Dataset entries:
--

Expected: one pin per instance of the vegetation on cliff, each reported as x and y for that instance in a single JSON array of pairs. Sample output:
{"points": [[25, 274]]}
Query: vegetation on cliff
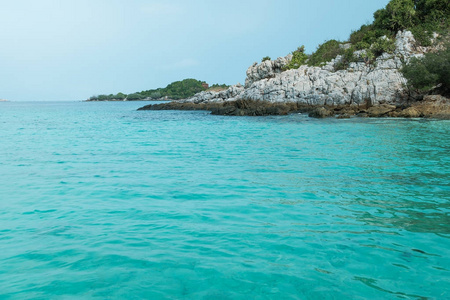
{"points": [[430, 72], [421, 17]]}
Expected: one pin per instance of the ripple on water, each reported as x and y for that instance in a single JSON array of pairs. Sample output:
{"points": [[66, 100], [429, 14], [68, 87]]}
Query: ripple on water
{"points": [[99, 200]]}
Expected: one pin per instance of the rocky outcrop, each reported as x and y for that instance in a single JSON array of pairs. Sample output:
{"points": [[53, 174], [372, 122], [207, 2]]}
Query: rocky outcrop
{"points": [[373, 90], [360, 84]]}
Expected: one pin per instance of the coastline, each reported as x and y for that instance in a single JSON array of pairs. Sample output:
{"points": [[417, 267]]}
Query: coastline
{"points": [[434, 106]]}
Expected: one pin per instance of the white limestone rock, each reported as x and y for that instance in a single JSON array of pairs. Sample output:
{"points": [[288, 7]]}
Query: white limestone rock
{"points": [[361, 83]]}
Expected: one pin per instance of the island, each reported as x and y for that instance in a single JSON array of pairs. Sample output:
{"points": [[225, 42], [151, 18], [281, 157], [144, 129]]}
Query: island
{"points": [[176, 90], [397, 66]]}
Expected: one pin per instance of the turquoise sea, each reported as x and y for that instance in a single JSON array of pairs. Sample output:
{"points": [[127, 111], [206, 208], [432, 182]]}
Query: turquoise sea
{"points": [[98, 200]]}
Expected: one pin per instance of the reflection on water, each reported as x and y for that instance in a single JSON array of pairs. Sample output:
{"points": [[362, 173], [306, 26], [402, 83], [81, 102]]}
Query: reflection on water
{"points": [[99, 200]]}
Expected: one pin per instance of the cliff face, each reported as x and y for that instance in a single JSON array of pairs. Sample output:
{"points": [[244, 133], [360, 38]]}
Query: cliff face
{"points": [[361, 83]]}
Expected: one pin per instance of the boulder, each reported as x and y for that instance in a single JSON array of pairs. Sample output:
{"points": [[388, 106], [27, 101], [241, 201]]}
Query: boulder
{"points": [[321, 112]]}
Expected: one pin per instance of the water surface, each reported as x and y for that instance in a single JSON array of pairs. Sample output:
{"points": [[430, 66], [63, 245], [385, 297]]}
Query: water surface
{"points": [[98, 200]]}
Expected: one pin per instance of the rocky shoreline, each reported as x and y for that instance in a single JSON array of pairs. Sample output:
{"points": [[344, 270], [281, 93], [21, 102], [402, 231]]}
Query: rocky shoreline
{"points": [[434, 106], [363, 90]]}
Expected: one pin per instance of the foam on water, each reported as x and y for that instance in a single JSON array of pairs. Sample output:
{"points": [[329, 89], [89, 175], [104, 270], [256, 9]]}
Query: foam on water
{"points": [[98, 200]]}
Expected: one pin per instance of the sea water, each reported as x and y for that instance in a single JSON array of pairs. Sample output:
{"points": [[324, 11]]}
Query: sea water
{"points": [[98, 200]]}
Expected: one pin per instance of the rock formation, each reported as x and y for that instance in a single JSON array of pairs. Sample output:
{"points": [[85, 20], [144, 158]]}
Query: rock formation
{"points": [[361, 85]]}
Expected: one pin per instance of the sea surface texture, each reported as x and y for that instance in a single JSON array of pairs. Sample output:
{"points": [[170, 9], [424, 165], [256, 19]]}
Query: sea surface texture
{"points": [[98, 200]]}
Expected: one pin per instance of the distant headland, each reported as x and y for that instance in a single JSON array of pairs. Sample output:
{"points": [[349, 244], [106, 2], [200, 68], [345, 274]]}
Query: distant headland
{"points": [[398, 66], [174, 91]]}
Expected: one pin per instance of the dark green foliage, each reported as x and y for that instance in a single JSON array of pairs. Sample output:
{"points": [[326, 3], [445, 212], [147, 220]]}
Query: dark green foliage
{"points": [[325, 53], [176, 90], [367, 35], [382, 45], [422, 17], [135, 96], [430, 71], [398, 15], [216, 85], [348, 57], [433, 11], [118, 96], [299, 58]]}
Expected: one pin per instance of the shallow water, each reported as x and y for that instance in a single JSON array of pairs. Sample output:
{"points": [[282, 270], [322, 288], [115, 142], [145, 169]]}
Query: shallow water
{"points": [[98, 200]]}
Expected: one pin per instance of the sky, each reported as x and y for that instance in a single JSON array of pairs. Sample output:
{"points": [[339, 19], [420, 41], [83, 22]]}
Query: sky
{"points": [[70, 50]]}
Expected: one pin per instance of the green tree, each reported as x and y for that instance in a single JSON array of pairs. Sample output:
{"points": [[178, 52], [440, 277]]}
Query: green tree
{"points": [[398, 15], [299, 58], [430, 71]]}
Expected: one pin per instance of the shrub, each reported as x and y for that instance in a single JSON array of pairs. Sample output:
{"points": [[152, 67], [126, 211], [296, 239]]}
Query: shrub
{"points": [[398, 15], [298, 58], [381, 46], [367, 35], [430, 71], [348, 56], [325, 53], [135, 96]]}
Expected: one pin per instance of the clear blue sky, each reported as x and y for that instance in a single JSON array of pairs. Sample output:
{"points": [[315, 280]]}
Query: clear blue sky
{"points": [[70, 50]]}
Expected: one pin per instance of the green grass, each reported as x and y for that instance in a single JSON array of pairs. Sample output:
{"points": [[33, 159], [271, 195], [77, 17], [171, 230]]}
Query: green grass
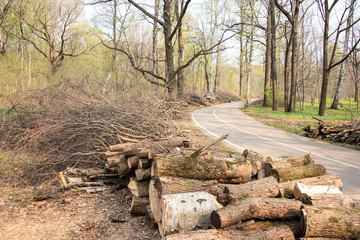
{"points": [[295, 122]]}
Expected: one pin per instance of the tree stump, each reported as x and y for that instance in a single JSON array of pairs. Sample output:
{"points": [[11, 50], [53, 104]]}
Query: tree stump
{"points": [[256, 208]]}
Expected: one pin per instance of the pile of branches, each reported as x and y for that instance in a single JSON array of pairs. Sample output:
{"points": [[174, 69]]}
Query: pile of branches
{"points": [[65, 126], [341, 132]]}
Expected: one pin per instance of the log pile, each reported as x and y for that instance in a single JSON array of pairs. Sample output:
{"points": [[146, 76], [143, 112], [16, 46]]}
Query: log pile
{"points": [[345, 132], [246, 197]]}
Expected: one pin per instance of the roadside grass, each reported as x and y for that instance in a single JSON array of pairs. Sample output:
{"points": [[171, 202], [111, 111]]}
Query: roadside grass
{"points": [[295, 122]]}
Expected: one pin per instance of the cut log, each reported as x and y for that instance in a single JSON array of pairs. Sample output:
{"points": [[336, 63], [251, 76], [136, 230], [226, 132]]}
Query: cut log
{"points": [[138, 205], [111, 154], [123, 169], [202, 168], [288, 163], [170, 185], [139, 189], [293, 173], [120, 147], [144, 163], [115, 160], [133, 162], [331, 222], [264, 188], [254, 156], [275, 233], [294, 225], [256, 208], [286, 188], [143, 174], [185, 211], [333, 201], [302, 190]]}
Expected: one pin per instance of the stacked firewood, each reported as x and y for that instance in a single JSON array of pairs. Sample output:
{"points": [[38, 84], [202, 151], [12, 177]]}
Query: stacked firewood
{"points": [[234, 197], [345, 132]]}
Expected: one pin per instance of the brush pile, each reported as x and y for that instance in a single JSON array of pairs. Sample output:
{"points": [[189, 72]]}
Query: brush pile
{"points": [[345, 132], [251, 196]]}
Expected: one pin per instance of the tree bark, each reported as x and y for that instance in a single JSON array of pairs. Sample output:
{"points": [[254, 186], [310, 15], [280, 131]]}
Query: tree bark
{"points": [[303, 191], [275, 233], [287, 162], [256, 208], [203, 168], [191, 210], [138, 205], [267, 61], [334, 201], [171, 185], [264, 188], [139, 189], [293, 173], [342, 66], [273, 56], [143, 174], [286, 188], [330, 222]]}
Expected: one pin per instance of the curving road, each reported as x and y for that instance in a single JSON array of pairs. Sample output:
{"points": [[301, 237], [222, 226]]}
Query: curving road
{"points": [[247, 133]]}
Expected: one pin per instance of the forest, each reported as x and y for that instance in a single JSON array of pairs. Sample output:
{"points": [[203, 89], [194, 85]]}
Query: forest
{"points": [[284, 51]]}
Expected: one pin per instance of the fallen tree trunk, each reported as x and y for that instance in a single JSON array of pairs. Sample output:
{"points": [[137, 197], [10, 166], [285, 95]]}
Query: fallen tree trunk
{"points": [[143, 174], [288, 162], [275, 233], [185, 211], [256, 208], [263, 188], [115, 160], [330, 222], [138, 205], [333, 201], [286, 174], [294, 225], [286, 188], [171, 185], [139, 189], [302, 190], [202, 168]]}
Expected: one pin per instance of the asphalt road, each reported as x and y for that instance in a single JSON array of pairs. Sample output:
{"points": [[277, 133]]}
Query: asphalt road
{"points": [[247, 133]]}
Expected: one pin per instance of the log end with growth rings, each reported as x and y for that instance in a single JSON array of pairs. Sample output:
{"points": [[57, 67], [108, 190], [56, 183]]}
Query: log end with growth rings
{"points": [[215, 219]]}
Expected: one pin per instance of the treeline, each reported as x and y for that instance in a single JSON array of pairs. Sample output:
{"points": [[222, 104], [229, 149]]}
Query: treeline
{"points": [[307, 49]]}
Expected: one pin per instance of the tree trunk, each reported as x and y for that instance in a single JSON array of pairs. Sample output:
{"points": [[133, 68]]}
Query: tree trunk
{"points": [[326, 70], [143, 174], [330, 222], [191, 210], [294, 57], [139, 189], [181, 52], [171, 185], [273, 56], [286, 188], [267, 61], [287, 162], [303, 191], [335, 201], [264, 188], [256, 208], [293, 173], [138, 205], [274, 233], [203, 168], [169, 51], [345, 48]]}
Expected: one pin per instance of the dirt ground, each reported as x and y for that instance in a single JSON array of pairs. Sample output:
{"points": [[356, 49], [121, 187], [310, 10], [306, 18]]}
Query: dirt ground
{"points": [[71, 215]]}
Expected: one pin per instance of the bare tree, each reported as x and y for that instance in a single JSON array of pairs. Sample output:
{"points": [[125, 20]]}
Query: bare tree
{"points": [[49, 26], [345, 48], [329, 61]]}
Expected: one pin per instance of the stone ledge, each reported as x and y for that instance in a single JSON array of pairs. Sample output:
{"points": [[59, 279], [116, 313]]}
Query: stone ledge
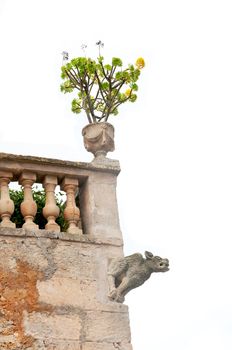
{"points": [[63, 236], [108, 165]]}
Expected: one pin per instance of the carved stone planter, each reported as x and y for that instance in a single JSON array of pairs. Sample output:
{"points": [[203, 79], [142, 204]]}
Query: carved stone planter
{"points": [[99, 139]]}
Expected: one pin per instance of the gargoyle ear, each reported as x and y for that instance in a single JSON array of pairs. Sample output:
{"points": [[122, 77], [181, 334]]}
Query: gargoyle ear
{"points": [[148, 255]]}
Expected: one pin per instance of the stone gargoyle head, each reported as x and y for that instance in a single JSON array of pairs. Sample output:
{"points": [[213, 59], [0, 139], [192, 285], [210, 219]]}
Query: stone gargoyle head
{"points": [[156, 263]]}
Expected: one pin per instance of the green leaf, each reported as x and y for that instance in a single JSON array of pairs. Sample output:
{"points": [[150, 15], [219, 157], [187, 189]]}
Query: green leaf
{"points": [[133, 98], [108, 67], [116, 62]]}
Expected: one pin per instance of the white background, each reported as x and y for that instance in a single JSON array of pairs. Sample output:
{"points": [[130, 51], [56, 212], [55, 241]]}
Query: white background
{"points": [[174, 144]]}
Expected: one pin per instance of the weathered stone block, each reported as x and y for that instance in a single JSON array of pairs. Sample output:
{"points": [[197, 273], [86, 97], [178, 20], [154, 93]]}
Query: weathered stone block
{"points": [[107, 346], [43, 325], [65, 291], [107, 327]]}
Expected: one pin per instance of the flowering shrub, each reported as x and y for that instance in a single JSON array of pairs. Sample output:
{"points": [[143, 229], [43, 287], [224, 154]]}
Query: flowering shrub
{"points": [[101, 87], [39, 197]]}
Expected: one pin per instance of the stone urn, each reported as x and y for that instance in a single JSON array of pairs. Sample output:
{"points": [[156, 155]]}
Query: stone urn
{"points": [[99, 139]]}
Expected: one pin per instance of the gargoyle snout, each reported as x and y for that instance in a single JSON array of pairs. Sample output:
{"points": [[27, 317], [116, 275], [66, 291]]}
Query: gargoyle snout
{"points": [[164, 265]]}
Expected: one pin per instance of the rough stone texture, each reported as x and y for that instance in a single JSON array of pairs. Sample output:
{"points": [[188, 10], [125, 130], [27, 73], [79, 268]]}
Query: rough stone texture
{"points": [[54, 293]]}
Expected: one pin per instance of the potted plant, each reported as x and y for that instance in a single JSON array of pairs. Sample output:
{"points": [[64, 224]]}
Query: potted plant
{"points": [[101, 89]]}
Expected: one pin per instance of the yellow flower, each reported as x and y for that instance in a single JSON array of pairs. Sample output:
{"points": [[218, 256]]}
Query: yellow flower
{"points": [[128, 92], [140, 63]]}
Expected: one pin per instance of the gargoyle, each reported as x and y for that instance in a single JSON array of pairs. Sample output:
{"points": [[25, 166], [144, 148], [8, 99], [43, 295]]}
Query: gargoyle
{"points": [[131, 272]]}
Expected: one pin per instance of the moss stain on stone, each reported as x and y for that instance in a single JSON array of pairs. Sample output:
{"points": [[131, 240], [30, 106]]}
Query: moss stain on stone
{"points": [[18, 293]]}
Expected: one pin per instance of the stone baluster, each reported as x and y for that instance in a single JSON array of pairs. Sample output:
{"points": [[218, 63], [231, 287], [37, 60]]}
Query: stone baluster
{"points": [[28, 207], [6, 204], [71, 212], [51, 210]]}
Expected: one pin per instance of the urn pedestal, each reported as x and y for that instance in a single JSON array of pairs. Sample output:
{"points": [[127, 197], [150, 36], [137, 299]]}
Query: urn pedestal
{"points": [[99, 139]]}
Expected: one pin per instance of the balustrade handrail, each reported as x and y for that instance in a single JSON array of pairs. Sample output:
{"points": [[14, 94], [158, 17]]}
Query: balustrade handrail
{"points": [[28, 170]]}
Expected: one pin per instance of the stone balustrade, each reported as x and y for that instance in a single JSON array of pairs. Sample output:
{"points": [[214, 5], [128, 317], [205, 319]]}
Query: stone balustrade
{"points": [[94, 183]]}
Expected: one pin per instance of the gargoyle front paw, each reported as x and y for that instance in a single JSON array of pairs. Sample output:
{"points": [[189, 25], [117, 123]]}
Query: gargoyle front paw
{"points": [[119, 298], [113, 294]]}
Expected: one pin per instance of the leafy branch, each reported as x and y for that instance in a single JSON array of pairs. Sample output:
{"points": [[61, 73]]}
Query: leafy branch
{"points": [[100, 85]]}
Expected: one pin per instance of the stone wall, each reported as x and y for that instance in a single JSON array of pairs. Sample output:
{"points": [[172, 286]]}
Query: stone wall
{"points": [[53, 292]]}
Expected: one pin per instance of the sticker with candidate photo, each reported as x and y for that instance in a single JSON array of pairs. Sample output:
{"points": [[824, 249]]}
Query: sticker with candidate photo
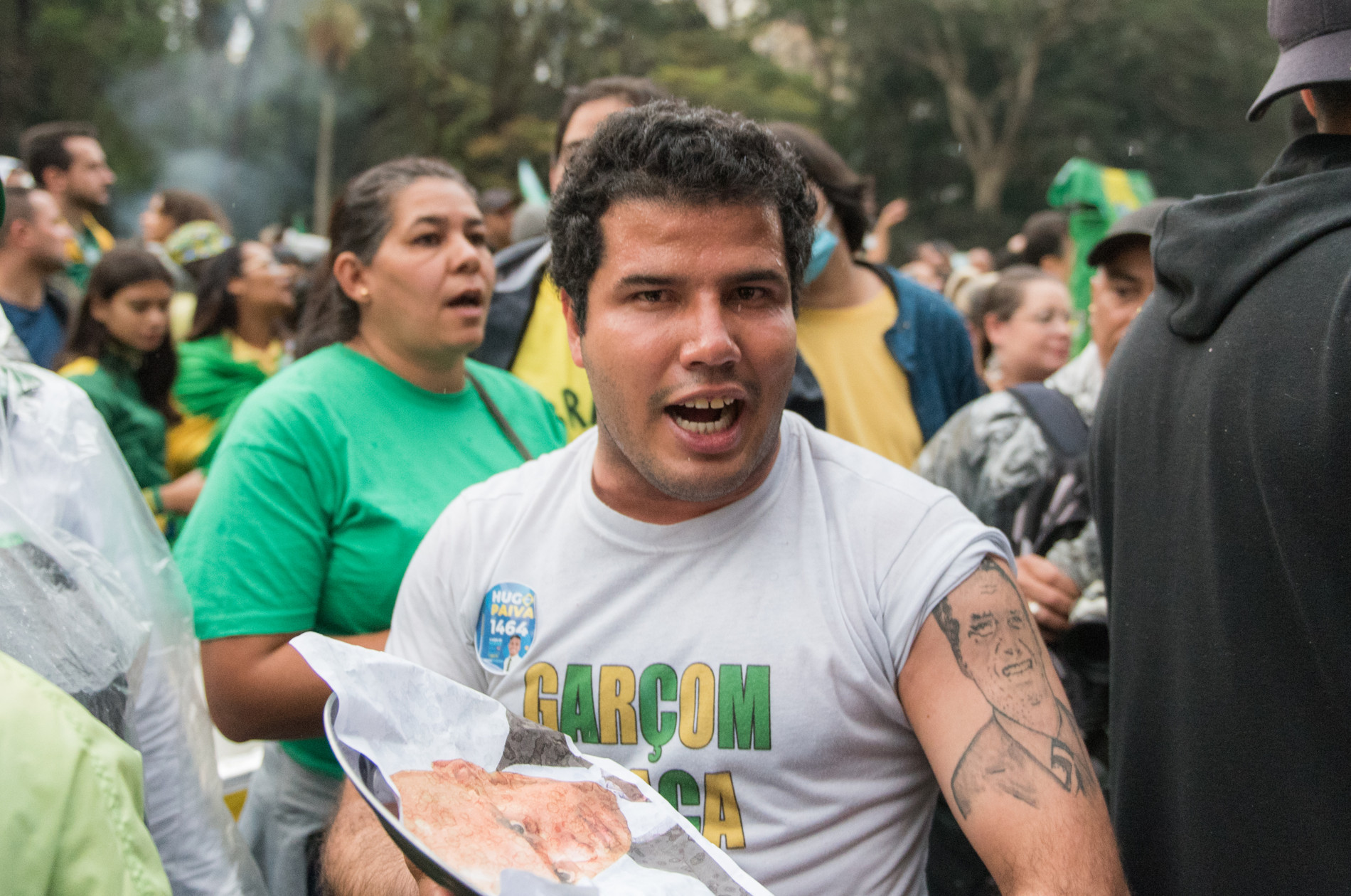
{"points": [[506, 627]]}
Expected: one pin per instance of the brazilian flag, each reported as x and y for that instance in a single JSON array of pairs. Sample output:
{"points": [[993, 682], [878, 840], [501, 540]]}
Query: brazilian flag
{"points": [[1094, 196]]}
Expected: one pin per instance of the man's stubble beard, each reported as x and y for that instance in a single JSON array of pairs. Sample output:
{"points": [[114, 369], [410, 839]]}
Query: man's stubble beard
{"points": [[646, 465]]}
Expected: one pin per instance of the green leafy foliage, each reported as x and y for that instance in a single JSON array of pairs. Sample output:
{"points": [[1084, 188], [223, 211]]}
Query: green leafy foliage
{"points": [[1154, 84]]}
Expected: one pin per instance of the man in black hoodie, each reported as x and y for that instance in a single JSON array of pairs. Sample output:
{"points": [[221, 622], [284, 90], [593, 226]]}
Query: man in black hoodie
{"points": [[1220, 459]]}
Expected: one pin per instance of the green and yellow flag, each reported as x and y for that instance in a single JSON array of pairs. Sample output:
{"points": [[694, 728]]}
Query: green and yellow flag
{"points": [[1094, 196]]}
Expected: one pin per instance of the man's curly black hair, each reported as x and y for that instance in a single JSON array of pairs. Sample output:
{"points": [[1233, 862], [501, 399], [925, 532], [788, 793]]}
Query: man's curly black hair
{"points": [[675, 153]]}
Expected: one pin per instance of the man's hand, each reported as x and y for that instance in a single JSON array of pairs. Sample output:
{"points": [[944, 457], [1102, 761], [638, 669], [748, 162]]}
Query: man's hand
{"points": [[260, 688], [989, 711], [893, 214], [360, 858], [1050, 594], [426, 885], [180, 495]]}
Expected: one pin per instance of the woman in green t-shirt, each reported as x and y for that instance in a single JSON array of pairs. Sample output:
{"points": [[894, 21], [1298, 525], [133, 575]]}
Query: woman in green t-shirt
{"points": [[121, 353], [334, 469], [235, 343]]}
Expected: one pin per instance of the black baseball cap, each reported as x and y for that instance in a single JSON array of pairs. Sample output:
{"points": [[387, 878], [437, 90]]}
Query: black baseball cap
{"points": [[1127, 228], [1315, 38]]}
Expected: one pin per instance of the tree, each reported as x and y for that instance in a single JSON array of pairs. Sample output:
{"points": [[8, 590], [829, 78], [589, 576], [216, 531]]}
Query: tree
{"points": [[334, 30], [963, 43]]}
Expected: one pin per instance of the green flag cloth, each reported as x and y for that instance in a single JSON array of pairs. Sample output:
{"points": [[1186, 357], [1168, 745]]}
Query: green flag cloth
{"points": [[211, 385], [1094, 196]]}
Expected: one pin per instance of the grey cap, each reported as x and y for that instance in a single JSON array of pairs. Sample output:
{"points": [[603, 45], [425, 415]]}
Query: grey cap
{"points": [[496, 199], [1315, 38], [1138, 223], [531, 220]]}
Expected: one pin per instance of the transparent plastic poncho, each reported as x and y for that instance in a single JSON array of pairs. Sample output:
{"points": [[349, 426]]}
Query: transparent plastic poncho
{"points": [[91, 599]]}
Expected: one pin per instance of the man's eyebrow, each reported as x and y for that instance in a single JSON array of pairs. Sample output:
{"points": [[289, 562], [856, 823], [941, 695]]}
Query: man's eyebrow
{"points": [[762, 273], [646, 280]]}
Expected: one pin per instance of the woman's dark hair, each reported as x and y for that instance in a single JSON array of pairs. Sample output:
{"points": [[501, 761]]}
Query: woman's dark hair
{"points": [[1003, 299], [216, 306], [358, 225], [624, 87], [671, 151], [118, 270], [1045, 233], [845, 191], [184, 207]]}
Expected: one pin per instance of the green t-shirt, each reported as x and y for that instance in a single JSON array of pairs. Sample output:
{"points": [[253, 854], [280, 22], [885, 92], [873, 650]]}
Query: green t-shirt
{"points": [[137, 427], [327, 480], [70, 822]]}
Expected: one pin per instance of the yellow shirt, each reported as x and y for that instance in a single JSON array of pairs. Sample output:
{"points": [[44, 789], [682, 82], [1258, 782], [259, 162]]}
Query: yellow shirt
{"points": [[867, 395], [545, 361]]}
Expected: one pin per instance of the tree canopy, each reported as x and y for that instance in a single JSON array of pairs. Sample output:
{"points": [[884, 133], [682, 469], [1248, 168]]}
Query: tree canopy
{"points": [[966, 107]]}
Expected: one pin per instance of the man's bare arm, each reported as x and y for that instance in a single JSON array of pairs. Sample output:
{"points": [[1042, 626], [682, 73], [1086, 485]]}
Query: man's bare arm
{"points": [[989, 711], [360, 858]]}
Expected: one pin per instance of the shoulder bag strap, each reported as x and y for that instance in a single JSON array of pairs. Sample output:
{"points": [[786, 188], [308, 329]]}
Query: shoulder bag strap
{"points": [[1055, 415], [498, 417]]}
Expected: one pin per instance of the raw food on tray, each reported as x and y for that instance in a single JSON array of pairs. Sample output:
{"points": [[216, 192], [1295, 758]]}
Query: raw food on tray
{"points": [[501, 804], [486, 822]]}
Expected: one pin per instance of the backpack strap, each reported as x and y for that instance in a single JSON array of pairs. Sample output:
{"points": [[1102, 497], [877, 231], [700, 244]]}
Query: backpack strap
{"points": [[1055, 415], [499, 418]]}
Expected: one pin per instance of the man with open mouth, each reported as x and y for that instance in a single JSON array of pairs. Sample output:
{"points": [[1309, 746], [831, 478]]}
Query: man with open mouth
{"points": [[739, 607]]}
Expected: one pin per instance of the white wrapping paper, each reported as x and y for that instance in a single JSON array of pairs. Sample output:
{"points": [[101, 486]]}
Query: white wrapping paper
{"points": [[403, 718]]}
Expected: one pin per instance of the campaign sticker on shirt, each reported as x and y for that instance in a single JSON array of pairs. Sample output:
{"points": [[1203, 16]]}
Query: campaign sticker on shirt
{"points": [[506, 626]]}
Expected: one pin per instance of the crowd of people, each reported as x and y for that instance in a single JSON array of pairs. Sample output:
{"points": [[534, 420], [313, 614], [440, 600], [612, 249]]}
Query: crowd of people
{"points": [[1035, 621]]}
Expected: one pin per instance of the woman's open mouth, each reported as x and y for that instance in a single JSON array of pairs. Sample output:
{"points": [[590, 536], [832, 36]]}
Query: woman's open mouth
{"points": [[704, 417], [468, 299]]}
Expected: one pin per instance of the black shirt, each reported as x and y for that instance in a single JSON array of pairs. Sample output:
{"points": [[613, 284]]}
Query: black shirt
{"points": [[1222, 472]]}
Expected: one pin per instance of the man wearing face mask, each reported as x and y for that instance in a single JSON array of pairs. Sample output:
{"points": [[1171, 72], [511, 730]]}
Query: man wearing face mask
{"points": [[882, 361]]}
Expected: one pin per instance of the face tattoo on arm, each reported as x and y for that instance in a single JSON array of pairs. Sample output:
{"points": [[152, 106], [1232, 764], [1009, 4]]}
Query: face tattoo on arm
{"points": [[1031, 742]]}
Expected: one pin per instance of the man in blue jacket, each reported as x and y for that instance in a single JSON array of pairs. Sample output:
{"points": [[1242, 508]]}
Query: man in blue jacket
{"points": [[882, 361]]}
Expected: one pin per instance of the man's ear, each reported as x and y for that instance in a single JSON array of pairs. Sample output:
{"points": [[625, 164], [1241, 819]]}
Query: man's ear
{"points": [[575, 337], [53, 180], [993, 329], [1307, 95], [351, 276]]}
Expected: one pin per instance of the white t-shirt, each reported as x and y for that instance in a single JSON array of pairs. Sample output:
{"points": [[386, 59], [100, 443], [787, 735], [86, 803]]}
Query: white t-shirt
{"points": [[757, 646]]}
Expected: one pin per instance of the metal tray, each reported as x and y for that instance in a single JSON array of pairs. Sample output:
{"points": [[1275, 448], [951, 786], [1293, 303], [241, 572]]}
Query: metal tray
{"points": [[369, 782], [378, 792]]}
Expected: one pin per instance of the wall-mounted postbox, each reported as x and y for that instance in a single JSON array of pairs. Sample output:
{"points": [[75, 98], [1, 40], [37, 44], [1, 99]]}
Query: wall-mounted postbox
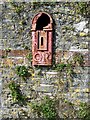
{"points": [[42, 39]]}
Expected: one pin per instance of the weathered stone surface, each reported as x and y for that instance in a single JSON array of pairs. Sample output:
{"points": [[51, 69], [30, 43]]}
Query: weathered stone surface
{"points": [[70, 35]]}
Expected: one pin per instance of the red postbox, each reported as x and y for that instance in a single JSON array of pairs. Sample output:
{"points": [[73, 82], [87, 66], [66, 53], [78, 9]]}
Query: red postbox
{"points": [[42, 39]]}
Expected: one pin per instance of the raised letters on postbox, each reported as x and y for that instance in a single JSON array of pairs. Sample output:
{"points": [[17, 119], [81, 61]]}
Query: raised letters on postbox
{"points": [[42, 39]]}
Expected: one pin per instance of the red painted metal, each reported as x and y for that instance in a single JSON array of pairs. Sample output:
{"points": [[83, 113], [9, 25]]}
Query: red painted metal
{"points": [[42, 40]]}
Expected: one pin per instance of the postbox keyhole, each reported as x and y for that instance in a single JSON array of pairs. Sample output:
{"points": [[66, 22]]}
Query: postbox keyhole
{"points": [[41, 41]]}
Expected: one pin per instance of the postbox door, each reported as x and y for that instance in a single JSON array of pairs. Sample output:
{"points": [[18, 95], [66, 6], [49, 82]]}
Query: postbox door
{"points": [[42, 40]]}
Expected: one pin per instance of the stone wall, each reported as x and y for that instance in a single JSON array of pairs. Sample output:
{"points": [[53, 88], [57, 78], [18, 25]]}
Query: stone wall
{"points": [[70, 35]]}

--

YOUR TASK:
Among the entries above, find the line with "Query: pile of branches" and the line with "Expected: one pin per instance of the tree bark, each"; give again exactly these two lines and all lines between them.

RESULT FOR THIS EXERCISE:
Query: pile of branches
{"points": [[65, 126], [341, 132]]}
Expected: one pin per instance of the log pile, each reported as x and y for that instance in a single JSON array of pairs. Sample output:
{"points": [[146, 76], [143, 112], [16, 46]]}
Query: log pile
{"points": [[345, 132], [246, 197]]}
Expected: one pin per instance of the roadside grass, each reported as x and y for that instance in a single JSON array of pairs. Sample output:
{"points": [[171, 202], [111, 111]]}
Query: roadside grass
{"points": [[295, 122]]}
Expected: one pin per instance of the cut log, each reported as x and y for that instance in a single JSON array of pairs. Sample output:
{"points": [[336, 63], [251, 76], [136, 230], [226, 132]]}
Query: cut log
{"points": [[138, 205], [111, 154], [123, 169], [202, 168], [288, 163], [170, 185], [139, 189], [293, 173], [120, 147], [144, 163], [115, 160], [133, 162], [331, 222], [264, 188], [254, 156], [275, 233], [294, 225], [256, 208], [286, 188], [143, 174], [185, 211], [333, 201], [302, 190]]}
Expected: one pin per instance of the stacked firewood, each reported as x and y for that instance in a single JSON array of pairs. Sample output:
{"points": [[38, 84], [202, 151], [12, 177]]}
Query: stacked firewood
{"points": [[234, 197], [345, 132]]}
Expected: one pin per instance of the brush pile, each reported as x and y for that instance in a single JSON array of pairs. Sample output:
{"points": [[189, 72]]}
Query: brush pile
{"points": [[345, 132], [251, 196]]}
Expected: one pin per instance of the tree bark, each reported as x and y for that instance in a single JSON array of pairs. Sample output:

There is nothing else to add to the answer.